Your objective » Rewrite every line of the records from the line containing "the mud wall" through the end of the records, both ends included, and scale each answer coordinate by 1.15, rounding to the nearest whole number with halves going up. Copy every other line and number unchanged.

Material shown »
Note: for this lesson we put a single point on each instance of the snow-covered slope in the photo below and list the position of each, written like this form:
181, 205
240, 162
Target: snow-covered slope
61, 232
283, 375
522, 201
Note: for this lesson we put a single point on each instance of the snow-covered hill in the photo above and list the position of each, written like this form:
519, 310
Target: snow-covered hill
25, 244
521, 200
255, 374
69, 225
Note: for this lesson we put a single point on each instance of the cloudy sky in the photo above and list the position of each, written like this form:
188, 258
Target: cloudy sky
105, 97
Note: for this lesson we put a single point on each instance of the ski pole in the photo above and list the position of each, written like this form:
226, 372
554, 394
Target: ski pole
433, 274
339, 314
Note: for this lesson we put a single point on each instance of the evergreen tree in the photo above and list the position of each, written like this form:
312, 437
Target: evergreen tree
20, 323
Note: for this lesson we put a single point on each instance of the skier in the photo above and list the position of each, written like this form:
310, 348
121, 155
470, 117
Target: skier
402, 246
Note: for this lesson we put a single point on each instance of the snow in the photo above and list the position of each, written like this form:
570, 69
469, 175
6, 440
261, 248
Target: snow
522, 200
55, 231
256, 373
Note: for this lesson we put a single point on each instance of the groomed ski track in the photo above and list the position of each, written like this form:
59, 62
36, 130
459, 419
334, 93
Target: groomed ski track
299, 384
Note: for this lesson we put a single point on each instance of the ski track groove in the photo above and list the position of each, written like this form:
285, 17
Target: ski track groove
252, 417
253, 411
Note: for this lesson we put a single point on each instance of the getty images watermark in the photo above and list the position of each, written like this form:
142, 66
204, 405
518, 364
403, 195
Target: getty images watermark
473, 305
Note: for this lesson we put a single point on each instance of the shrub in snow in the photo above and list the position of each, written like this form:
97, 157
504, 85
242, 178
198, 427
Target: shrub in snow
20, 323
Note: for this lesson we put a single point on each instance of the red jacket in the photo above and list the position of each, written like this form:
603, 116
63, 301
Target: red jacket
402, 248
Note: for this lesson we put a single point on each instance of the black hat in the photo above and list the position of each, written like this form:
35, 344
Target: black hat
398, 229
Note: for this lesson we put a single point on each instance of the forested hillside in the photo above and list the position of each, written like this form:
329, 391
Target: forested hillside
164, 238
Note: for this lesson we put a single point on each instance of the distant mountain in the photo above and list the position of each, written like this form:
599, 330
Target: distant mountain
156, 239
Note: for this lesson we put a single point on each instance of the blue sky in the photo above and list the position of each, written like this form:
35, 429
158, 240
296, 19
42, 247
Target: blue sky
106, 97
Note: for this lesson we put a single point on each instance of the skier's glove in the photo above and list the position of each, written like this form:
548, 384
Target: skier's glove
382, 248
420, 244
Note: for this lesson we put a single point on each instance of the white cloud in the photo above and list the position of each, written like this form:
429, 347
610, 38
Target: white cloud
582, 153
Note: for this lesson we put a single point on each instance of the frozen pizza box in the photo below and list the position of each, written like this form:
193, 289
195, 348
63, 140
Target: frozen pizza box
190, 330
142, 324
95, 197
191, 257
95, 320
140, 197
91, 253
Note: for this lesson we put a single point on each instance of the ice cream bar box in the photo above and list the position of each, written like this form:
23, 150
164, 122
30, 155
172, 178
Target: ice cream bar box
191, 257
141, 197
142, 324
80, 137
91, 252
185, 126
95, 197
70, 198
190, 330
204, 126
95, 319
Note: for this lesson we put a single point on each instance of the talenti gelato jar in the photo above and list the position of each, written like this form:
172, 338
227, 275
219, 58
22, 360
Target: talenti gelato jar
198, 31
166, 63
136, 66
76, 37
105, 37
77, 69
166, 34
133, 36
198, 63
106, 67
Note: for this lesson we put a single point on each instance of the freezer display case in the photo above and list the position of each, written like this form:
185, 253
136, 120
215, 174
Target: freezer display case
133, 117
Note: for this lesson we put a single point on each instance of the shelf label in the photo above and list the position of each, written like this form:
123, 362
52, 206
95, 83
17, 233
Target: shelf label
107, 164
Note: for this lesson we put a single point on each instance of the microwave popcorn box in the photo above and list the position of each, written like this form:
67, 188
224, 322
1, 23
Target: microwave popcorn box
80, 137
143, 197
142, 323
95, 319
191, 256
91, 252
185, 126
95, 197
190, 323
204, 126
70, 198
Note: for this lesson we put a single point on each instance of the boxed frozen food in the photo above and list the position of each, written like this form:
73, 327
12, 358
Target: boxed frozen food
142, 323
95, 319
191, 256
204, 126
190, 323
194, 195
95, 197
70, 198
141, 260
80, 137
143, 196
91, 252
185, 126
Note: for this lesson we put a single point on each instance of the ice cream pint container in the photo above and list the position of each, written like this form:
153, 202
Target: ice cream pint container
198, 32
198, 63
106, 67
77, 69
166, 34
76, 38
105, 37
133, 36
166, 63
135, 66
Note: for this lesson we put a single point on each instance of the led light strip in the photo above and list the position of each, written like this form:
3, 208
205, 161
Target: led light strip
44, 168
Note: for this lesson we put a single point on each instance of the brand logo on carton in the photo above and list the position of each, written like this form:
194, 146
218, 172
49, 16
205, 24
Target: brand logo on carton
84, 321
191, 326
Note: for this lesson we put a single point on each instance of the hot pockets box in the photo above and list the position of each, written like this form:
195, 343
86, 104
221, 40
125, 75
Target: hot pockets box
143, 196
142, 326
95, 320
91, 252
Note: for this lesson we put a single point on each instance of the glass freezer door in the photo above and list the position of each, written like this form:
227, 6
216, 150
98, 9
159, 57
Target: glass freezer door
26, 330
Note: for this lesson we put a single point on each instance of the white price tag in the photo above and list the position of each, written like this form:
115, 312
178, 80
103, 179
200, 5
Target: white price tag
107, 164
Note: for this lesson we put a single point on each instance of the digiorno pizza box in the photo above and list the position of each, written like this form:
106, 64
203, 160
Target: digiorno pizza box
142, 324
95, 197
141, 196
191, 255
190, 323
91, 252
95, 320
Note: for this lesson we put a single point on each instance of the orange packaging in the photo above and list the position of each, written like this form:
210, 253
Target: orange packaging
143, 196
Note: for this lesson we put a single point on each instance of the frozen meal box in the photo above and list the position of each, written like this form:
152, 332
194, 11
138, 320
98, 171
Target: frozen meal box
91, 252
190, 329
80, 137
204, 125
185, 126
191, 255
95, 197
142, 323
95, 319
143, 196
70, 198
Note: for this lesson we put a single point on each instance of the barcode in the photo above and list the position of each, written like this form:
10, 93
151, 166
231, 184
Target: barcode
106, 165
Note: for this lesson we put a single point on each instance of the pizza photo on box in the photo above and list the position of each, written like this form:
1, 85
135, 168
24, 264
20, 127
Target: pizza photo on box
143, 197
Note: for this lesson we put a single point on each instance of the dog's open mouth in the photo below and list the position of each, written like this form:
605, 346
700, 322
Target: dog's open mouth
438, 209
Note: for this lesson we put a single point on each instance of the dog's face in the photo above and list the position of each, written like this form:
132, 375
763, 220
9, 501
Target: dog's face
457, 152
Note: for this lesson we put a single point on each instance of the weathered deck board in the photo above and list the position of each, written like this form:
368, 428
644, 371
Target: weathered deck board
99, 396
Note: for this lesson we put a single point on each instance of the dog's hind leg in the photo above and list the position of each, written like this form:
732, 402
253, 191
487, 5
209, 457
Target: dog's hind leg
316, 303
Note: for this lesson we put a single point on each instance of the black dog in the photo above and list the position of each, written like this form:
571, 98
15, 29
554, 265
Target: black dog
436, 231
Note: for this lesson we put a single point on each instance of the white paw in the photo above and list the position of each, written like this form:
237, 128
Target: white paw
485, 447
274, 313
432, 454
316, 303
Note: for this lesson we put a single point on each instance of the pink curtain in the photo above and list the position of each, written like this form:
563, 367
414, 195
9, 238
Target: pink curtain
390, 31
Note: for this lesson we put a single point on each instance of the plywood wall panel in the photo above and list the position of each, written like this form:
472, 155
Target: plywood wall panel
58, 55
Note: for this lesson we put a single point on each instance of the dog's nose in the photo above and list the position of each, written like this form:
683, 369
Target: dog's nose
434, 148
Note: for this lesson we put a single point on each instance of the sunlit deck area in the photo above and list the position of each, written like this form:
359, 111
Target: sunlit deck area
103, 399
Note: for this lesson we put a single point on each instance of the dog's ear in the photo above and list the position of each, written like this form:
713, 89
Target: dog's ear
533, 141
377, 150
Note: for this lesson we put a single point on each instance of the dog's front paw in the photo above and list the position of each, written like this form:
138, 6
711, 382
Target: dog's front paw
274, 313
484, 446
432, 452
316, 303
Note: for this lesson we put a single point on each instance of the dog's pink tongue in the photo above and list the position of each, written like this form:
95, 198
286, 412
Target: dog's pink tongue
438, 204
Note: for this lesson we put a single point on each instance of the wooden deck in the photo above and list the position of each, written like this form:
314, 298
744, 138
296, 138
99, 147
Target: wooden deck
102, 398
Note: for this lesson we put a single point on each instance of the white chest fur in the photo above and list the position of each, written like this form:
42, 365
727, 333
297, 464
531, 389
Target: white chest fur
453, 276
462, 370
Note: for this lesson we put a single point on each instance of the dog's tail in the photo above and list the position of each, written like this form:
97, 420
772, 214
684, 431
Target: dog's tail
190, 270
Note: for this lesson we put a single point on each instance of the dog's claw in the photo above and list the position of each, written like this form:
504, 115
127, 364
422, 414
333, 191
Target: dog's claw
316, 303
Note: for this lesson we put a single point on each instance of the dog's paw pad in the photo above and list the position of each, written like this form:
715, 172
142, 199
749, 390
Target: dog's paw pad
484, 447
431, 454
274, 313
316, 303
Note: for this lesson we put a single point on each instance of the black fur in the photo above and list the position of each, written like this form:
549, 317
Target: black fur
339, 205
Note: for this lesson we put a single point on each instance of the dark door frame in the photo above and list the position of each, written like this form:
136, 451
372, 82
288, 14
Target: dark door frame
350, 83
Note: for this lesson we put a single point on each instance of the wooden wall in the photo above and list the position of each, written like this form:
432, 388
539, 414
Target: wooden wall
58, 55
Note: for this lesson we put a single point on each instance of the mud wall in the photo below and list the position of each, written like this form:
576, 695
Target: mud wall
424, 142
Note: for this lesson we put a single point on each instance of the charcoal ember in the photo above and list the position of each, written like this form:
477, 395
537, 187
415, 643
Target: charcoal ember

Written solution »
Note: for this lesson we put a single point on each instance of the mud wall in the photo below and list the position of each, written like this form:
576, 695
Target: mud wall
488, 163
Note: for this lesson we put a single point on each instance of the charcoal ember in the photo above and list the position of each, written like this form:
477, 395
537, 187
415, 643
Target: charcoal ember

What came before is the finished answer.